■ **Task to carry out**: Copy every record below exactly as it stands.

■ **Data to use**:
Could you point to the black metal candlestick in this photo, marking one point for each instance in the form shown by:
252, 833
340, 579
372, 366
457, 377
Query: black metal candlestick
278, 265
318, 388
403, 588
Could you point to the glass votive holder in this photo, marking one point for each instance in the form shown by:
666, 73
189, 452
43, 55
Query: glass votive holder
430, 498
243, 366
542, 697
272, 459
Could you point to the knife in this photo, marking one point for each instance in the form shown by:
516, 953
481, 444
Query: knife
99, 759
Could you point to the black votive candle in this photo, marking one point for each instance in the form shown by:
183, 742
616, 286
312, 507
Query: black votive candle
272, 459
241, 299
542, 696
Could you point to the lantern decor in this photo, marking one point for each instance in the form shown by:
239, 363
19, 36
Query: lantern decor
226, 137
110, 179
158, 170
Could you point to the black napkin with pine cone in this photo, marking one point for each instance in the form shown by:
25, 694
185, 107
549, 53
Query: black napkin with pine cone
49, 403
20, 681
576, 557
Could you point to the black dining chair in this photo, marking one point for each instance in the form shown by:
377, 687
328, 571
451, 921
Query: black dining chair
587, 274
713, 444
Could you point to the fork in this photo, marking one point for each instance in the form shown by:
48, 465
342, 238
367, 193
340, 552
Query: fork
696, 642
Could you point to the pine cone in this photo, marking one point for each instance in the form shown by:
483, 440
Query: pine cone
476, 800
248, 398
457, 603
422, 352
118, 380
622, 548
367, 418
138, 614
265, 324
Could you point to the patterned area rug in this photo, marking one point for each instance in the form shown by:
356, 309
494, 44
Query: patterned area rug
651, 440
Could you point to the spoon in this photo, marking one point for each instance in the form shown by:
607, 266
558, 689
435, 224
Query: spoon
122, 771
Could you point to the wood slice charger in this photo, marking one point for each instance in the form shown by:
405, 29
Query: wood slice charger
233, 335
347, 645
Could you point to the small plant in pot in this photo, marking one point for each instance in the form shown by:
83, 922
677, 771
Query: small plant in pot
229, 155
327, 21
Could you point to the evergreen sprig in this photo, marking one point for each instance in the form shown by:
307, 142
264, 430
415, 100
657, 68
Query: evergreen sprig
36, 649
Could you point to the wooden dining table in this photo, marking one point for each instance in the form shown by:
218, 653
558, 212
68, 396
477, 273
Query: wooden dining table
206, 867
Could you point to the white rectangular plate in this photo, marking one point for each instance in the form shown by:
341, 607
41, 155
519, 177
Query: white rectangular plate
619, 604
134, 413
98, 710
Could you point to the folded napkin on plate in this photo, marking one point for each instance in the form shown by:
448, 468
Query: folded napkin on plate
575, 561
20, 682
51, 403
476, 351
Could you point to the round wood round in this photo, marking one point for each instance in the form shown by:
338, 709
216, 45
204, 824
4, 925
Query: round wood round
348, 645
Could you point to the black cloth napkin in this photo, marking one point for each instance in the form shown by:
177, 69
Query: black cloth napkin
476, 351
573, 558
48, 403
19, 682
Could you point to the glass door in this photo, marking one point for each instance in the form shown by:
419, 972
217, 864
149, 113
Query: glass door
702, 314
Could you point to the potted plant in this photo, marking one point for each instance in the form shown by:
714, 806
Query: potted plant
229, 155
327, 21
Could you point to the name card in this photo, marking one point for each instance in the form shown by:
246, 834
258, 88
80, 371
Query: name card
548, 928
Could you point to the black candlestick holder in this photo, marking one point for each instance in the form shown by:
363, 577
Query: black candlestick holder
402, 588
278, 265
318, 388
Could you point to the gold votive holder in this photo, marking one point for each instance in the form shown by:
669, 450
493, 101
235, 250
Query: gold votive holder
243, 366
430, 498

■ **The answer**:
Could you point to the black metal candlestick in this photo, marking one point for each instance in the form shown by:
252, 833
340, 579
372, 366
457, 377
Query: black metal candlestick
278, 265
318, 388
403, 588
Could you point to the glass votive holder in this photo, marking one point for each instance in the form shown by:
666, 73
189, 452
43, 55
Query: glass votive holder
430, 498
243, 366
542, 697
272, 459
Could you point to the knife in this photo, marking one point for each instance in the form shown by:
516, 953
481, 444
Query: knife
99, 759
Could you point to the black votive candle in this photo, marking one point for each instance in the form shown by:
183, 742
616, 286
312, 507
Query: black votive candle
272, 459
241, 299
542, 696
Could you point to the lantern decor in this photo, marking one point for each instance in the form shown by:
239, 363
19, 36
Query: lantern decor
226, 137
110, 179
158, 170
Could you point to the black napkin with pine cone in this photo, marking one point for each instance in the form shown by:
25, 694
185, 107
549, 53
Query: black napkin with pine cone
49, 403
20, 681
576, 557
Could you point to the black dining chair in this photo, marking one point for each instance in the form shown by:
377, 687
328, 571
451, 921
Query: black dining chair
587, 274
713, 444
Could you point to the fork in this photo, marking one point for each instance in the form shown by:
48, 465
342, 238
367, 193
340, 552
Query: fork
696, 642
Could you point to the pine cone in this photo, marking one point for each instance in the form shown by:
483, 440
Query: pine cone
476, 800
248, 398
457, 603
422, 352
118, 380
622, 548
367, 418
138, 614
265, 324
Could you point to the patterned area rug in this photo, marking one point for each instance in the form shown by:
356, 309
494, 44
Query: patterned area rug
651, 440
Could you point to the spoon in this photo, marking one point for each instance in the form shown by:
607, 266
558, 689
435, 224
Query: spoon
122, 771
Could you point to the wood slice charger in this photo, marking one point for each instance in the form shown by:
405, 29
Query: wood slice charger
233, 335
347, 645
Could you point to the small plant in pot in this photo, marking one point for each instance in the form shown by:
83, 922
677, 771
Query: small plant in pot
229, 155
327, 21
Could you point to the evergreen sprig in this photo, marking one point for each instance in the form shown by:
307, 142
264, 430
415, 100
657, 68
Query: evergreen sprig
36, 649
Could you point to the wooden dining table in this photo, marking one point for each instance in the form shown by:
218, 653
558, 212
68, 396
477, 273
Query: wooden dining table
206, 867
Could you point to the white rectangular plate in this photo, marking one point for each instance in the form shown by:
341, 607
41, 155
519, 177
Query: white rectangular plate
619, 604
134, 413
98, 710
Could you point to the folded napkin on plate in this photo, marking one point for each instance in the form shown by:
448, 468
Query: folded napkin on plate
575, 561
20, 682
51, 403
476, 351
Could you point to the round wood round in this photo, marking one point for each instance in the form shown by:
338, 709
216, 45
204, 824
4, 925
Query: round wood round
348, 645
Could you point to the black cloth napkin in this photo, marking one point for each instance in the form shown by:
177, 69
Query: black cloth napkin
476, 351
573, 558
48, 403
19, 682
Could you point to the glass door in this photo, marking one point for each instance in the form shown by:
419, 972
217, 864
149, 113
Query: glass door
702, 314
Could you point to the potted plant in this photo, marking one point for each instance in the form shown by:
714, 806
Query: potted plant
229, 155
327, 21
Could you point to the name card in this photo, marking one point for each instance in the form shown by:
246, 834
258, 88
80, 371
Query: name card
548, 928
Could you point to the black candlestick holder in this photo, marking one point for each instance in the form shown by:
363, 577
Query: black candlestick holder
402, 588
278, 265
318, 388
Could you point to the gold votive holder in this photo, marking one point for each instance in the form shown by:
669, 450
493, 101
235, 250
Query: gold votive holder
243, 366
430, 498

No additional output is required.